[Pointing dataset records]
━━━━━━━━━━━━━━━━

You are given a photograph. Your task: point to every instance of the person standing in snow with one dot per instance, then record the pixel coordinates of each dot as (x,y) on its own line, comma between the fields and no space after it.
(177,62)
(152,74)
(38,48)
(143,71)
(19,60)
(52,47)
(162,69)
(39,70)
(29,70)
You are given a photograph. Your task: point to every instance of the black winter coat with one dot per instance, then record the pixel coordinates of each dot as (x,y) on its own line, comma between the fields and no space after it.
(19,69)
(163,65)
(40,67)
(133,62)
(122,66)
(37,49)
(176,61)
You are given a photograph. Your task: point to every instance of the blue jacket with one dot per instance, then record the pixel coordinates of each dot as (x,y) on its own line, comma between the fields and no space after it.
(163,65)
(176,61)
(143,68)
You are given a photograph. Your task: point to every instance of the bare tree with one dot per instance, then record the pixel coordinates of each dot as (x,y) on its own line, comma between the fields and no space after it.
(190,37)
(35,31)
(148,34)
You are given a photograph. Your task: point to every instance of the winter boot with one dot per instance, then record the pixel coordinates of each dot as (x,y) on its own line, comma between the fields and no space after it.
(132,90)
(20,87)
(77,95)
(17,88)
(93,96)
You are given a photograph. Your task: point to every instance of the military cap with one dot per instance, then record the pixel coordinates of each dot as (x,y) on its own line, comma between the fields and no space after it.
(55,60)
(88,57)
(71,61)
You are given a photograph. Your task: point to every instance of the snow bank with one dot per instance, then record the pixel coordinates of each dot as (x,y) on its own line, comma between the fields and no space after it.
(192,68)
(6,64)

━━━━━━━━━━━━━━━━

§ **What the task asks**
Can you copy all of the data above word for word, keeping every line unchanged?

§ **Answer to this task**
You are given a photograph. Your task: point to every instance of the person standing in snow with one dot per instance, then record the pixel coordinates of each dot as (x,y) on its own line, comma between the fields and no space after it.
(177,62)
(152,74)
(38,48)
(143,71)
(19,60)
(52,47)
(162,69)
(39,70)
(29,70)
You are given a photograph. Your task: point to every instance of the black winter coat with one dot per instance, then record the pixel coordinates of each dot as (x,y) on its own line, comma between the fields and no space after it.
(19,69)
(163,65)
(40,67)
(133,62)
(122,66)
(37,49)
(176,61)
You are given a photograph. Your task: point to every instance of the blue jacket with one dot per instance, then record the pixel coordinates of each dot as (x,y) on its own line, comma between the fields and no space after it.
(163,65)
(176,61)
(143,68)
You are given a photograph. Your task: point to every instance of the bare tree with one dot per instance, then record the pixel coordinates of each dot as (x,y) on its own line, comma between the fields and no space after it.
(190,37)
(35,31)
(148,34)
You are given a photograph. Your task: point to every instance of the winter boot with one dot per instance, then record the pixel coordinates of each dot as (x,y) on its own line, comma between the fields and no space after it.
(132,90)
(20,87)
(77,95)
(17,88)
(93,96)
You are given a photograph. Your task: point to every instance of the military cap with one dot per instance, then record the pixel coordinates of each dot as (x,y) on its own line, comma between the fields and no space after it.
(55,60)
(88,57)
(71,61)
You are given a photograph. Your task: point to every instance of the snow bank with one dot per instance, then record the pixel coordinates of each dot as (x,y) on its own line, comma between the fields and no space after it.
(192,68)
(6,64)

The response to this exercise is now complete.